Referring expression pointing data:
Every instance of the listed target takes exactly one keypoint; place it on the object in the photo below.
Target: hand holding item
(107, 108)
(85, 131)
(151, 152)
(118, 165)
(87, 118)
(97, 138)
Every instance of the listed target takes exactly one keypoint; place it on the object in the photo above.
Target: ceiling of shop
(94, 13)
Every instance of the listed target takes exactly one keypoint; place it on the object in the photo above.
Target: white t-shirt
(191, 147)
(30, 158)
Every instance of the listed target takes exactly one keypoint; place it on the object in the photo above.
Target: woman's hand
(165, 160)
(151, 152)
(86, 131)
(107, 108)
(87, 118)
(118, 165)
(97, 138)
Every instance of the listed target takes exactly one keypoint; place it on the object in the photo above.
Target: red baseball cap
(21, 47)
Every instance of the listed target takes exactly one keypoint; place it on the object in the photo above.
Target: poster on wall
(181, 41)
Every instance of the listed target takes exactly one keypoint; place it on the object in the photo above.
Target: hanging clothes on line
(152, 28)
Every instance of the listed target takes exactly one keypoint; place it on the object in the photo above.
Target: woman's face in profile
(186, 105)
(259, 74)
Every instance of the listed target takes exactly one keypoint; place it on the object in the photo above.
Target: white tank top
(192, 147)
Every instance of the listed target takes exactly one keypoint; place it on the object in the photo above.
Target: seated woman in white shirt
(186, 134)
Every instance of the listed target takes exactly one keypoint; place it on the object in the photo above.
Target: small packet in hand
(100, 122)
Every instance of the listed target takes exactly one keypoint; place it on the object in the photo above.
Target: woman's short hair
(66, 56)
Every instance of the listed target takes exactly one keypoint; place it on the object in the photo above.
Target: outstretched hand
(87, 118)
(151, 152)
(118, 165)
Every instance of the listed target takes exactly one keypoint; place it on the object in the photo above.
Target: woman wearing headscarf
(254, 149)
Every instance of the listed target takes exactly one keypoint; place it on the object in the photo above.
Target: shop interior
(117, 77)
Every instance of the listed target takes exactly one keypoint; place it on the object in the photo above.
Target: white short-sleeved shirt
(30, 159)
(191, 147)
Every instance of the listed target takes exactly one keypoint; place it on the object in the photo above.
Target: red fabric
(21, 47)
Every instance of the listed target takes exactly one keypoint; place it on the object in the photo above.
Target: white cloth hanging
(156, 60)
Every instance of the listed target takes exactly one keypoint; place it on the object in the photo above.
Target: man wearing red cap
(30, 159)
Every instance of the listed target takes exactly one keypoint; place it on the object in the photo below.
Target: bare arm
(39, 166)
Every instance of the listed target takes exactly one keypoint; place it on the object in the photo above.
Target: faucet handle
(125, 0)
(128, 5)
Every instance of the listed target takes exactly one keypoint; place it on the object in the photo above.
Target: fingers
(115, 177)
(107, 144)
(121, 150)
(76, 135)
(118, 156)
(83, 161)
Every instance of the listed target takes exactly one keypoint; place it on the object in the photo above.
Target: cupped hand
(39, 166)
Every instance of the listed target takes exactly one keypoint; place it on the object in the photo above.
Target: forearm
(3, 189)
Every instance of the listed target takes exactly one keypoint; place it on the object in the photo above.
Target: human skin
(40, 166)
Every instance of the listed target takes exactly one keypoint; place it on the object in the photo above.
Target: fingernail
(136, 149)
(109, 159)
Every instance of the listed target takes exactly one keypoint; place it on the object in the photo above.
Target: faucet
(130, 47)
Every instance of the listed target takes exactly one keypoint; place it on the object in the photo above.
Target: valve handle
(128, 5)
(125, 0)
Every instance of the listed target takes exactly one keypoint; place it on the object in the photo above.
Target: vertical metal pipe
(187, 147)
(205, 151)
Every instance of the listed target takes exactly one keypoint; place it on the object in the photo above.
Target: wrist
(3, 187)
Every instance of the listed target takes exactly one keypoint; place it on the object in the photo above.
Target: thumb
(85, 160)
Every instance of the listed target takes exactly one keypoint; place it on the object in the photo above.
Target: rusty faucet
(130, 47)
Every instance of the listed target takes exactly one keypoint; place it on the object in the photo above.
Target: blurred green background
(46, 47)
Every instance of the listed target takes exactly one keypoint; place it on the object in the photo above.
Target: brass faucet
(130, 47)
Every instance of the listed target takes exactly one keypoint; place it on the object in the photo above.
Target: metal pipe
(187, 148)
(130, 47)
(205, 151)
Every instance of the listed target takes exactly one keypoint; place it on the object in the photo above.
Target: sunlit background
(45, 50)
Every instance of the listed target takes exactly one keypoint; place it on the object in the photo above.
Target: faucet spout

## [THE TASK]
The answer should be an exact copy of the data.

## [SOLUTION TO THIS TASK]
Every instance of the listed target takes exactly one keypoint; place it on the object in the photo below.
Target: hand holding item
(107, 108)
(85, 131)
(151, 152)
(118, 165)
(87, 118)
(97, 138)
Every instance of the listed target takes exactly one keypoint; place it on the object in the photo above.
Target: ceiling of shop
(94, 13)
Every instance of the listed target takes exactly one keypoint; place it on the object in the photo above.
Target: white t-shirt
(191, 147)
(30, 158)
Every instance of the listed target takes exactly one keypoint; place it on the object in the photo above.
Target: woman's hand
(165, 160)
(151, 152)
(86, 131)
(107, 108)
(87, 118)
(118, 165)
(97, 138)
Every instance of the listed target takes exactly one keypoint; place it on the object in the photo above.
Target: red baseball cap
(21, 47)
Every instance of the listed target takes exactly one keypoint; place it on the object in the photo above.
Target: poster on wall
(181, 41)
Every instance of the listed target takes exactly one keypoint; place it on the object in the photo above.
Target: hanging clothes on line
(152, 28)
Every instance of the listed target takes exactly one keypoint; place it on the object in the photo above.
Target: woman's face in profile
(186, 105)
(259, 74)
Every instance of the listed target takes exactly one keypoint; place it on the object in the photo above.
Target: white tank top
(192, 147)
Every instance of the listed target takes exactly one keypoint; place it on the object in the photo above.
Target: seated woman in white shirt
(186, 134)
Every instance of the listed target takes exactly one keypoint; place it on the object in the photo above.
Target: small packet in hand
(100, 122)
Every instance of the listed target takes exactly one keypoint; place it on the object in the photo above.
Target: woman's short hair
(66, 56)
Every instance of the listed target takes exactly one keypoint; place it on the object in the photo above.
Target: outstretched hand
(87, 118)
(151, 152)
(118, 165)
Every instance of the listed target takes exactly one keypoint; place it on the object in the photo above.
Target: woman wearing headscarf
(254, 149)
Every instance of the listed target takes exactly one keypoint; place it on the object in the photo above.
Target: shop interior
(117, 77)
Every instance of the listed target takes exactly one keypoint; place it on the object in the photo above.
Target: white short-sleeved shirt
(30, 159)
(191, 147)
Every instance of the listed target takes exactly one keypoint; place it on the object in the photo above.
Target: red fabric
(21, 47)
Every instance of the listed target takes exactly one keypoint; place it on the object in the photo above.
Target: white cloth hanging
(156, 60)
Every instance of the listed target takes exactly one keypoint; place it on the object in the photo above.
Target: man wearing red cap
(30, 159)
Every instance of the listed target takes exactly one keypoint; place it on the object in the photo below.
Target: bare arm
(39, 166)
Every instance of the listed target takes exactly one keypoint; place it on the object in the photo above.
Target: faucet handle
(125, 0)
(128, 5)
Every instance of the listed target takes exactly one keypoint; place it on the object in the photo above.
Target: fingers
(115, 177)
(107, 144)
(121, 150)
(76, 135)
(118, 156)
(83, 161)
Every instance of the listed target takes exactly one keypoint; place it on the object in the photo above.
Target: cupped hand
(39, 166)
Every instance of the listed target takes exactly one keypoint; place it on the object in the photo above.
Target: forearm
(3, 189)
Every instance of the listed target takes exactly one keypoint; place it on the object in the photo above.
Target: human skin
(40, 166)
Every instance of the listed target takes exactly one keypoint; place it on the object in the photo above.
Target: fingernail
(136, 149)
(109, 159)
Every instance of the listed target takes exactly one keypoint; place it on the object in the photo above.
Target: faucet
(130, 47)
Every instance of the listed target takes exactly one keypoint; place it on the object in the photo above.
Target: valve handle
(128, 5)
(125, 0)
Every instance of the listed target takes exactly one keypoint; place it on the object in the photo above.
Target: vertical metal pipe
(187, 147)
(205, 151)
Every instance of the listed target takes exactly one keypoint; place it on the object in the photo above.
Target: wrist
(3, 187)
Every instance of the listed target takes exactly one keypoint; place it on the object in the photo above.
Target: thumb
(85, 160)
Every instance of the listed target takes exactly one keypoint; place it on the object in the photo above.
Target: rusty faucet
(130, 47)
Every instance of the listed target takes exactly one keypoint; place it on the object in the photo above.
Target: blurred green background
(46, 47)
Every instance of the listed target takes exactly one keypoint; place it on the object in the photo above.
Target: brass faucet
(130, 47)
Every instance of the listed target takes exactly one keypoint; place it on the object in the photo above.
Target: metal pipe
(187, 148)
(130, 47)
(205, 151)
Every instance of the listed target takes exactly one keypoint; place it on the object in the photo above.
Target: sunlit background
(45, 50)
Every instance of the listed target takes exactly one keypoint; place it on the object in the photo above.
Target: faucet spout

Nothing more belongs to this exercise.